File I/O
Introduction
We’ll start our discussion of the UNIX System by describing the functions available for file I/O—open a file, read a file, write a file, and so on. Most file I/O on a UNIX system can be performed using only five functions: open, read, write, lseek, and close.We then examine the effect of various buffer sizes on the read and write functions.
The functions described in this chapter are often referred to as unbuffered I/O, in contrast to the standard I/O routines, which we describe in Chapter 5. The term unbuffered means that each read or write invokes a system call in the kernel. These unbuffered I/O functions are not part of ISO C, but are part of POSIX.1 and the Single UNIX Specification.
Whenever we describe the sharing of resources among multiple processes, the concept of an atomic operation becomes important. We examine this concept with regard to file I/O and the arguments to the open function. This leads to a discussion of how files are shared among multiple processes and which kernel data structures are involved. After describing these features, we describe the dup, fcntl, sync, fsync, and ioctl functions.
File Descriptors
To the kernel, all open files are referred to by file descriptors. A file descriptor is a non-negative integer. When we open an existing file or create a new file, the kernel returns a file descriptor to the process. When we want to read or write a file, we identify the file with the file descriptor that was returned by open or creat as an argument to either read or write.
By convention, UNIX System shells associate file descriptor 0 with the standard input of a process, file descriptor 1 with the standard output, and file descriptor 2 with the standard error. This convention is used by the shells and many applications; it is not a feature of the UNIX kernel. Nevertheless, many applications would break if these associations weren’t followed.
Although their values are standardized by POSIX.1, the magic numbers 0, 1, and 2 should be replaced in POSIX-compliant applications with the symbolic constants STDIN_FILENO, STDOUT_FILENO, and STDERR_FILENO to improve readability.These constants are defined in the <unistd.h> header.
File descriptors range from 0 through OPEN_MAX−1. (Recall Figure 2.11.) Early historical implementations of the UNIX System had an upper limit of 19, allowing a maximum of 20 open files per process, but many systems subsequently increased this limit to 63.
With FreeBSD 8.0, Linux 3.2.0, Mac OS X 10.6.8, and Solaris 10, the limit is essentially infinite, bounded by the amount of memory on the system, the size of an integer, and any hard and soft limits configured by the system administrator.

Data block:
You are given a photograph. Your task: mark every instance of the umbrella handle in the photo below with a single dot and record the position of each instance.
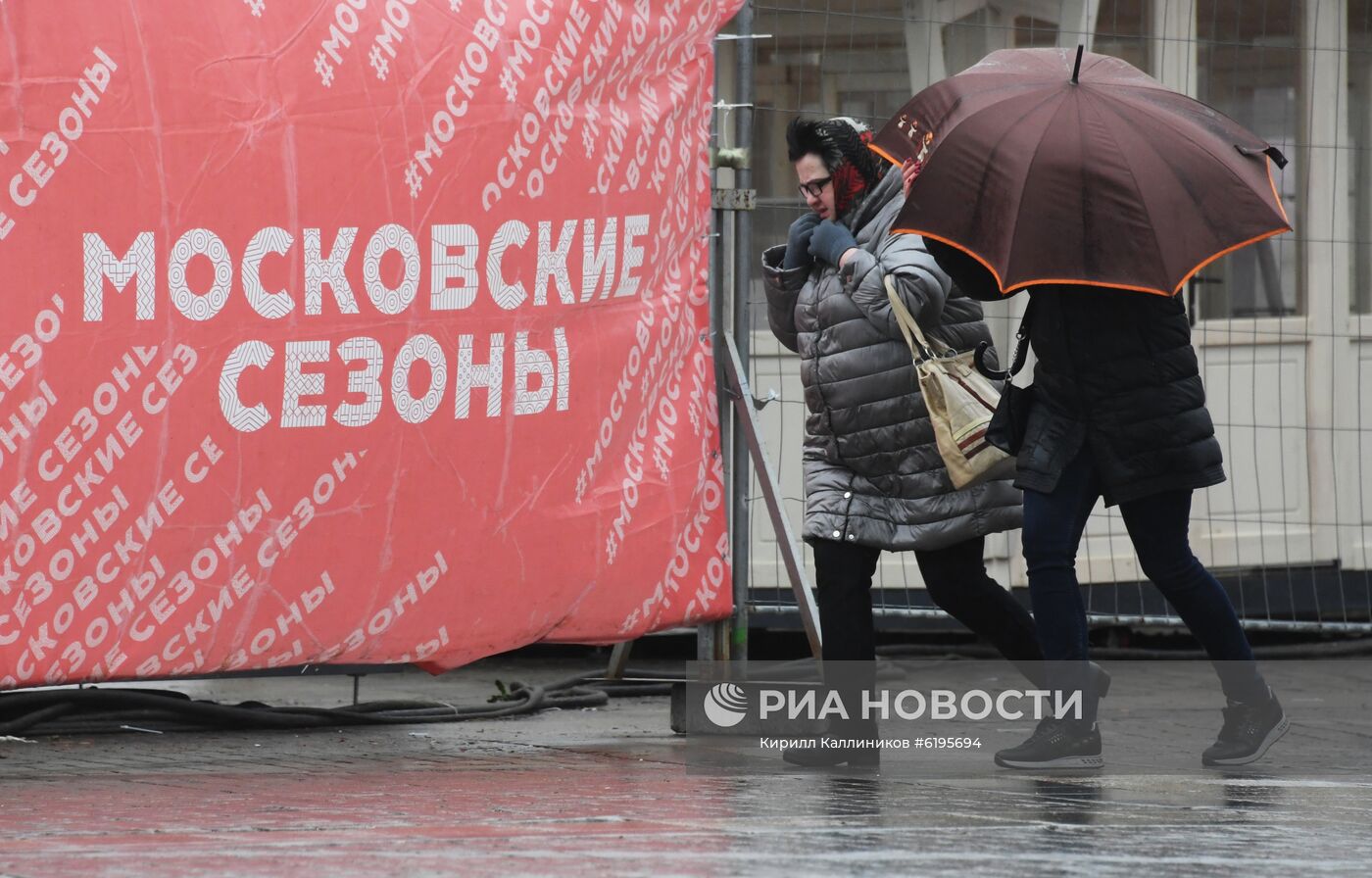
(980, 360)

Set problem: Write out the passage of the file I/O text starting with "By convention, UNIX" and going on through "the <unistd.h> header.". The lines play no part in what follows.

Answer in full:
By convention, UNIX System shells associate file descriptor 0 with the standard input of a process, file descriptor 1 with the standard output, and file descriptor 2 with the standard error. This convention is used by the shells and many applications; it is not a feature of the UNIX kernel. Nevertheless, many applications would break if these associations weren’t followed.
Although their values are standardized by POSIX.1, the magic numbers 0, 1, and 2 should be replaced in POSIX-compliant applications with the symbolic constants STDIN_FILENO, STDOUT_FILENO, and STDERR_FILENO to improve readability.These constants are defined in the <unistd.h> header.